__Stated goal__: Keep only the lines below that contain the string "field", and copy each of them unchanged. Case counts, so a match must have the same uppercase and lowercase letters.

__Records for processing__:
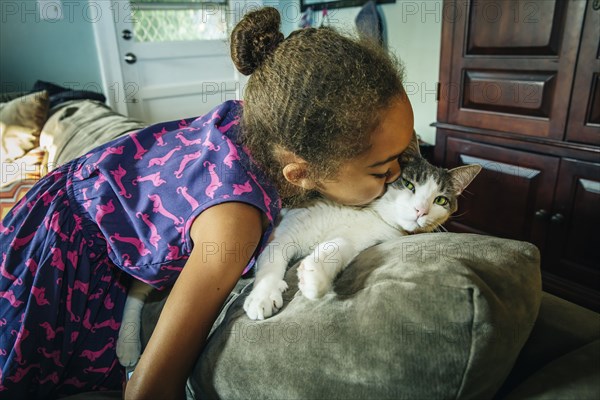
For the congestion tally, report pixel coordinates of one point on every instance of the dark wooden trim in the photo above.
--
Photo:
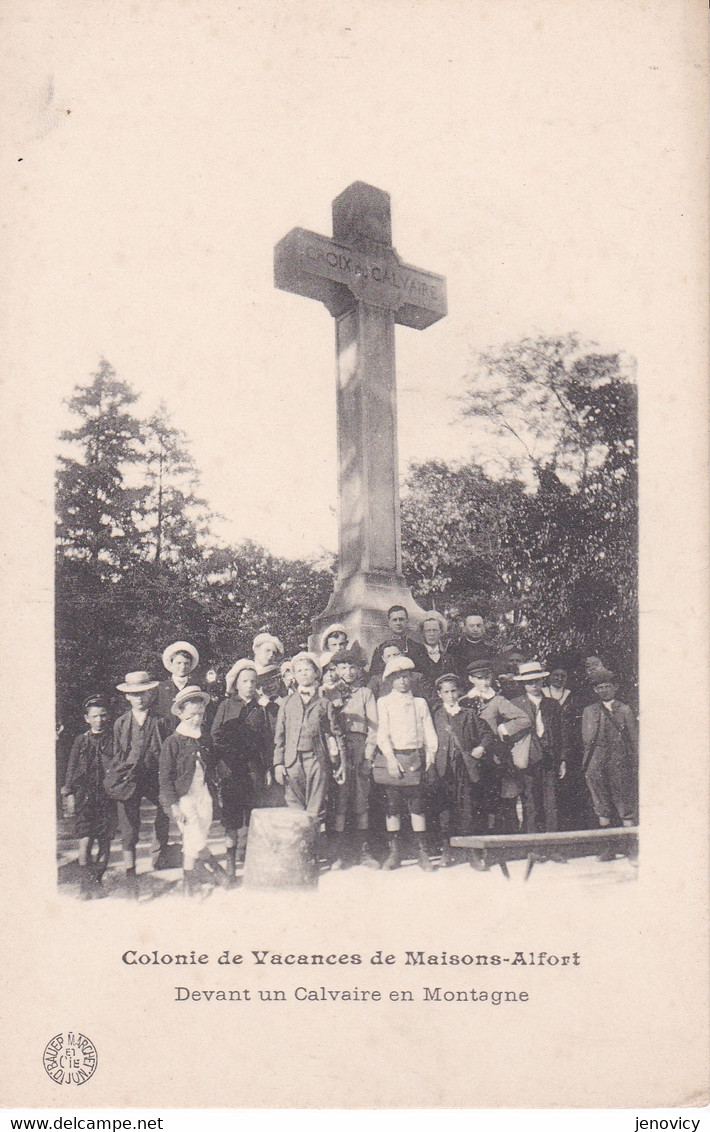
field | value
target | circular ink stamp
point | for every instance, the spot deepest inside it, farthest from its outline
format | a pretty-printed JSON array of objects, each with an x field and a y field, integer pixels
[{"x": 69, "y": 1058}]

__Output for this exercise__:
field | value
format | a pretty-printed JSON array of objects, each with an x field and a y field, integer pixels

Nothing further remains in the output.